- _PROVIDED PASSAGE_:
------------------------------

The CH3OH molecule is frequently used as a hole scavenger (sacrificial reagent) in photocatalytic H2 production and this molecule can trap the photoexcited holes of a semiconductor so that photogenerated electrons participate in proton reduction3,4,5,10,11. It was generally believed that CH3OH itself cannot contribute to H2 production because it does not absorb any light from commonly used light sources. Almost all the reported photocatalysts are semiconductor-based materials with a suitable band structure, but none of the insulators can be used for photocatalytic hydrogen production because their band gaps are too large to be excited by the usual UV and visible light sources.
However, in this work, we found that a considerable amount of H2 can be generated from a CH3OH-H2O solution at an insulator surface using light far outside the electronic absorption range of CH3OH; this process does not occur via either conventional photocatalysis or a photochemical process. Incident light with a wavelength up to 400 nm can even induce H2 production from the CH3OH-H2O solution. When insulator oxide (SiO2 or Al2O3) particles onto which Pt has been deposited were added to the reaction solution, the H2 production was strongly enhanced. Photoluminescence and EPR data suggested that electrons at the surface states of the insulator are possibly to be excited from the valence band of insulators (e.g., quartz, SiO2 or Al2O3) and this process may be responsible for the H2 production via electron-proton coupling with the CH3OH-H2O solution.
Results
Photo-induced H2 production using a CH3OH-H2O solution
The experiment was conducted using the typical widely-used setup for evaluating photocatalytic H2 production but without the addition of any photocatalyst. A high-pressure Hg lamp was employed as the light source; this type of source has commonly been used to evaluate semiconductor-based photocatalysts (Figure S1). The Hg lamp is located inside the reactor so that the light can pass through the reactor wall to the CH3OH-H2O solution (Fig. 1a and Figure S2). To obtain the required range of light source, different light-absorbing solutions are filled in the filter layer (quartz-made) to filter the light by absorbing a specific range of light. After the reaction, the produced gas fills a glass-made closed system and is connected to a gas chromatography (GC) apparatus for analysis.

------------------------------

- _EXTRACTED ENTRIES_:
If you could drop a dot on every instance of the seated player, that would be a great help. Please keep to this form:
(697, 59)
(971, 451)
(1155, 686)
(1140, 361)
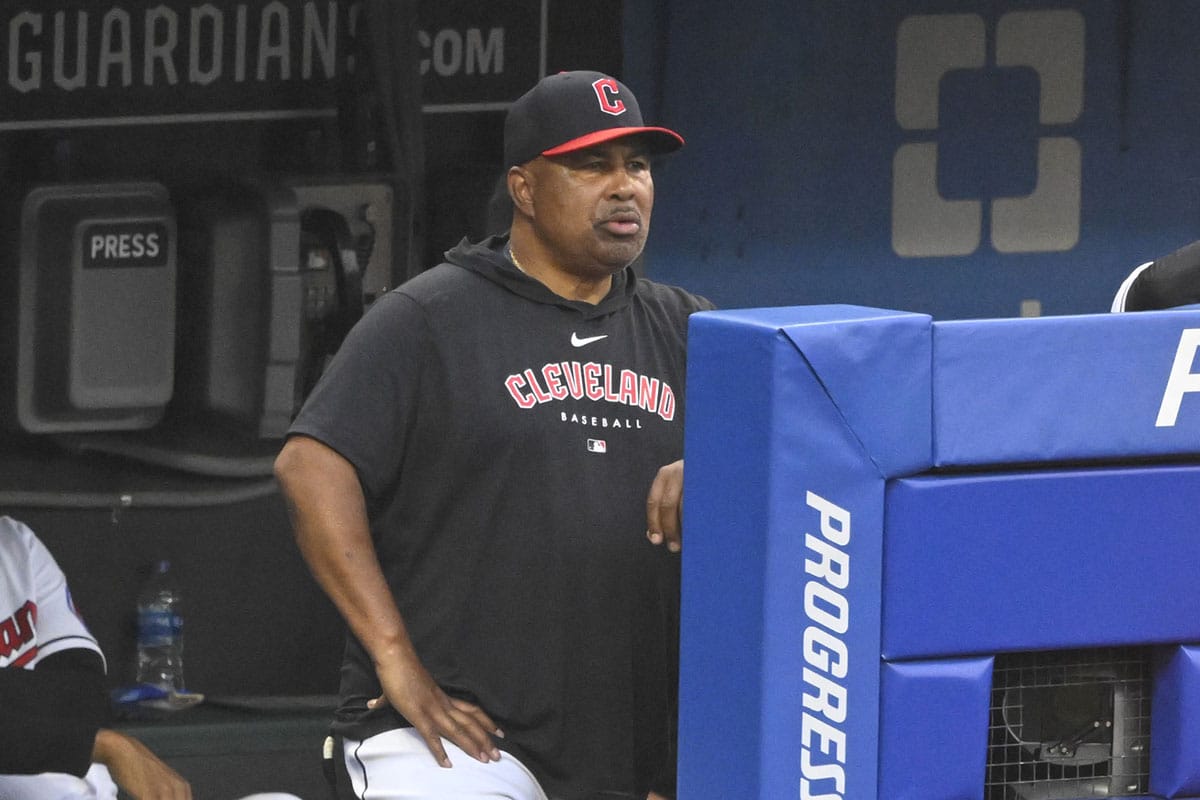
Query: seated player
(53, 743)
(1167, 282)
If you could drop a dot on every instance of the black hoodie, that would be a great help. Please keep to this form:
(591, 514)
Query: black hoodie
(507, 439)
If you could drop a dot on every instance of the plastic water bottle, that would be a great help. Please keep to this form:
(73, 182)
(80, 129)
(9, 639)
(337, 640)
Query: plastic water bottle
(161, 631)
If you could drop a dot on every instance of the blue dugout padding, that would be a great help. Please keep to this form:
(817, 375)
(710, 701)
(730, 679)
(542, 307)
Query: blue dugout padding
(877, 504)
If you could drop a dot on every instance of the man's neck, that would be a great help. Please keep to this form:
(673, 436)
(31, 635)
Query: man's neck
(565, 284)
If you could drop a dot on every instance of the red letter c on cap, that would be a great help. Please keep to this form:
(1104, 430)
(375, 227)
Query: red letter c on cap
(607, 91)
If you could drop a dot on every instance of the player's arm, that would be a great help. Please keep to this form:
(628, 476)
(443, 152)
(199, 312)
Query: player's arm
(137, 770)
(329, 521)
(52, 714)
(664, 507)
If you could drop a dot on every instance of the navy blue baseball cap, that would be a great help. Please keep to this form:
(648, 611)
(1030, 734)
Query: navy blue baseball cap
(573, 110)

------------------------------

- _WRITTEN EXERCISE A_: Reproduce the part of the passage on hydrogen production from methanol between "However, in this" and "with the CH3OH-H2O solution.", inclusive.
- _WRITTEN EXERCISE B_: List every material that the passage on hydrogen production from methanol names as an insulator.
- _WRITTEN EXERCISE C_: Translate this sentence from the passage on hydrogen production from methanol into Spanish: "The experiment was conducted using the typical widely-used setup for evaluating photocatalytic H2 production but without the addition of any photocatalyst."

- _OUTPUT A_:
However, in this work, we found that a considerable amount of H2 can be generated from a CH3OH-H2O solution at an insulator surface using light far outside the electronic absorption range of CH3OH; this process does not occur via either conventional photocatalysis or a photochemical process. Incident light with a wavelength up to 400 nm can even induce H2 production from the CH3OH-H2O solution. When insulator oxide (SiO2 or Al2O3) particles onto which Pt has been deposited were added to the reaction solution, the H2 production was strongly enhanced. Photoluminescence and EPR data suggested that electrons at the surface states of the insulator are possibly to be excited from the valence band of insulators (e.g., quartz, SiO2 or Al2O3) and this process may be responsible for the H2 production via electron-proton coupling with the CH3OH-H2O solution.

- _OUTPUT B_: quartz, SiO2, Al2O3

- _OUTPUT C_: El experimento se realizó con el montaje típico y ampliamente utilizado para evaluar la producción fotocatalítica de H2, pero sin añadir ningún fotocatalizador.